MATERIAL FOR THIS EXERCISE:
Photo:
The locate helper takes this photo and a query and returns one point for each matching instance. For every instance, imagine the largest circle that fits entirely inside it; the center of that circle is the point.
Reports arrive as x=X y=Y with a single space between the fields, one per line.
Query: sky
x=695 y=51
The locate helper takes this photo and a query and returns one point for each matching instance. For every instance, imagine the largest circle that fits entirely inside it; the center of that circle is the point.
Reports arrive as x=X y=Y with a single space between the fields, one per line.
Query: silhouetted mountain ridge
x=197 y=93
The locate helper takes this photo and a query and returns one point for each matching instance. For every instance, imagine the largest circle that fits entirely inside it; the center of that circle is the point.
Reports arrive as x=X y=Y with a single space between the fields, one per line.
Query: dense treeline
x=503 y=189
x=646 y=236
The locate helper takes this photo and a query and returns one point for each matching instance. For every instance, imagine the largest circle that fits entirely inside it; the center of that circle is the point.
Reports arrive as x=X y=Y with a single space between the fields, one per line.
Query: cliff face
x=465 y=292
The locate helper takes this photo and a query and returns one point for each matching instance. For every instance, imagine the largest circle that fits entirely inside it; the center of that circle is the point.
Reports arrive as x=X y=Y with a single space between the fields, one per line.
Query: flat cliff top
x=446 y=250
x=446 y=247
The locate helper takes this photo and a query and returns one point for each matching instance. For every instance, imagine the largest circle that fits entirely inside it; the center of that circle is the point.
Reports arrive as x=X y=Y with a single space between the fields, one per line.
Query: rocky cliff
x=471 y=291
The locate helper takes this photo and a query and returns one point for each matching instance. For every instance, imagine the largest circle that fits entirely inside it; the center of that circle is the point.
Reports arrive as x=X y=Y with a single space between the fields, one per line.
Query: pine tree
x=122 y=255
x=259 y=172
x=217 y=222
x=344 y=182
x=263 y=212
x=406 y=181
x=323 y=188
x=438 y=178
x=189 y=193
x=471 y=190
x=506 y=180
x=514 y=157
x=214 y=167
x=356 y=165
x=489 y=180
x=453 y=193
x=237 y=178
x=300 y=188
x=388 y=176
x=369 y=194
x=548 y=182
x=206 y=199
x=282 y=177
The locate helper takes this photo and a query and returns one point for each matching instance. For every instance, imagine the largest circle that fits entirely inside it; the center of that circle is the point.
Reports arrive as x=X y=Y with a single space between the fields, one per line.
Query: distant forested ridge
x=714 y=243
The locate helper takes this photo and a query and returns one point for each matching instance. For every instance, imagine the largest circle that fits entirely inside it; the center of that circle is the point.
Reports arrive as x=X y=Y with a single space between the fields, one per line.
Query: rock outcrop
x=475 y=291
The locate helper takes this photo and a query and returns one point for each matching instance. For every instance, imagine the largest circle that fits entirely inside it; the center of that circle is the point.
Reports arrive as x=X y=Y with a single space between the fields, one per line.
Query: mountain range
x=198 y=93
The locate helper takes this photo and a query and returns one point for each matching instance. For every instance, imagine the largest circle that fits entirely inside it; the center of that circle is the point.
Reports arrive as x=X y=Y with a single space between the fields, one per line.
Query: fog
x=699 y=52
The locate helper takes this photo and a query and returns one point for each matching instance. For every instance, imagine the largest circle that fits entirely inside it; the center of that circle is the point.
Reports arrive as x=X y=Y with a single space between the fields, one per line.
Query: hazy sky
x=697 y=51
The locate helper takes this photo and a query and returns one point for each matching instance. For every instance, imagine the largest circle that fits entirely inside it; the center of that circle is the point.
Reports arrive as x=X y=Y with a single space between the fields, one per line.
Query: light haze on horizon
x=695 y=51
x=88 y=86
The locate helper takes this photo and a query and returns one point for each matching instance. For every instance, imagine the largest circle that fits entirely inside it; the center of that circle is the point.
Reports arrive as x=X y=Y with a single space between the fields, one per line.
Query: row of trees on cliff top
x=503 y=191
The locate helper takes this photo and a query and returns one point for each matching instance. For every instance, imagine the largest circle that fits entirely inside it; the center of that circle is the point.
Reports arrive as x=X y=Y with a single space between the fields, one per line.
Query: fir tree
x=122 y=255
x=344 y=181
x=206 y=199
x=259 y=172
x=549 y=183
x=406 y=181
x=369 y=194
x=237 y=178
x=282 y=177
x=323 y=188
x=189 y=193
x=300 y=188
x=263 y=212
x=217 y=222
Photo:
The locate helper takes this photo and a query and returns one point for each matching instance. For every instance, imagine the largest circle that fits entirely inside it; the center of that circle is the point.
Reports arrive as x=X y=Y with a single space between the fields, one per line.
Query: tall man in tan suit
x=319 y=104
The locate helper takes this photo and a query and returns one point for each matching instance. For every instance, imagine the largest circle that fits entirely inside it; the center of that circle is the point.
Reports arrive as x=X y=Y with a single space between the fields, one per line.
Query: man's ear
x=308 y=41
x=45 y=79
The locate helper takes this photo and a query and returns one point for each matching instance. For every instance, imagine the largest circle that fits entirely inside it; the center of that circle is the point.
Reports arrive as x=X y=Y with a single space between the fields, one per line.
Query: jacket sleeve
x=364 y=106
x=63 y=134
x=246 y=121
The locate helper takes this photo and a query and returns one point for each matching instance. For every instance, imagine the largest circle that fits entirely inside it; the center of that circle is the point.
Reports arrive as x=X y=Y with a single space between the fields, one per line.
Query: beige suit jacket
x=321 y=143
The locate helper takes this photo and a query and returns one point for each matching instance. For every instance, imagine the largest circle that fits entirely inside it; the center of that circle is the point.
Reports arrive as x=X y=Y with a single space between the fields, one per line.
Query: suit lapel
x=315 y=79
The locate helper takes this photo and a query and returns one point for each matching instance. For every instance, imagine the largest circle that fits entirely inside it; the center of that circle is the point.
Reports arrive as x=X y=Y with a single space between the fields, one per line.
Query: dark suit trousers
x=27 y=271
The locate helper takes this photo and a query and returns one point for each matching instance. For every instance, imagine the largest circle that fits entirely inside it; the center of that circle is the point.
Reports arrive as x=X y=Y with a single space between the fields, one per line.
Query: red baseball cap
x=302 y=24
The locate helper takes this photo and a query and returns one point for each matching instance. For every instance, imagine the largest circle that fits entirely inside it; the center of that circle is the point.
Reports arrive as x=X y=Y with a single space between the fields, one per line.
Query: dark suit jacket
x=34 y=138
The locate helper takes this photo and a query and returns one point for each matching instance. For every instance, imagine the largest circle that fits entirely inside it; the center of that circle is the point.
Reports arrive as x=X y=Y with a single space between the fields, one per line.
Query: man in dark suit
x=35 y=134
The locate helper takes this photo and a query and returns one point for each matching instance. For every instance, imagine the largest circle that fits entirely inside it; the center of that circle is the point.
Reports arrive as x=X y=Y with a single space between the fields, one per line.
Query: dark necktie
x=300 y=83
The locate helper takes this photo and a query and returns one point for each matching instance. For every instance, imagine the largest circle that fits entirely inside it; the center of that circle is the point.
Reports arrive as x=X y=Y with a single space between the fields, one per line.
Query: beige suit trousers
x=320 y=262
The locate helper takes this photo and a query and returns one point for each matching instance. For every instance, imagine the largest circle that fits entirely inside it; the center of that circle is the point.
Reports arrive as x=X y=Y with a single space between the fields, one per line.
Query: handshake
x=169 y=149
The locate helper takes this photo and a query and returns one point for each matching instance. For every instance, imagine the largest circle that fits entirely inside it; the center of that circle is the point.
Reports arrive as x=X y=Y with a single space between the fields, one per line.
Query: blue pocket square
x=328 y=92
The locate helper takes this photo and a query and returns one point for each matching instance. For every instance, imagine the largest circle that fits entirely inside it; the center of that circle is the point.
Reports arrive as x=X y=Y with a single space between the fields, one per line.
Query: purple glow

TASK REQUIREMENTS: Swap every "locate helper" for "search tool" in the records from the first line through the line containing "x=465 y=292", and reproduce those lines with nothing else altered.

TASK RESPONSE:
Photo:
The search tool takes this photo and a query and returns one point for each matching instance. For every instance, imagine the largest circle that fits entirely inside it; the center of that circle is the point.
Reports arrive as x=X y=Y with a single space between the fields, one per line.
Query: sky
x=695 y=51
The search tool takes this photo and a query and returns one point for each matching instance. For every instance, imagine the largest circle that fits entirely inside it; the center of that circle is the point.
Reports arrive as x=X y=Y with a single space between the fields, one per line.
Query: silhouetted mountain ridge
x=197 y=93
The search tool takes this photo and a query and returns one point for each matching instance. For every instance, imagine the largest circle that fits entirely inside it; the center of that circle is the point.
Reports arrive as x=X y=Y with a single space between the fields, one per line.
Query: dense treeline
x=503 y=189
x=646 y=236
The search tool takes this photo and a query and returns one point for each matching instance. For every instance, imagine the largest circle that fits entirely inside it; the center of that circle is the point.
Reports arrive as x=X y=Y with a single space between the fields, one per line.
Query: cliff face
x=465 y=292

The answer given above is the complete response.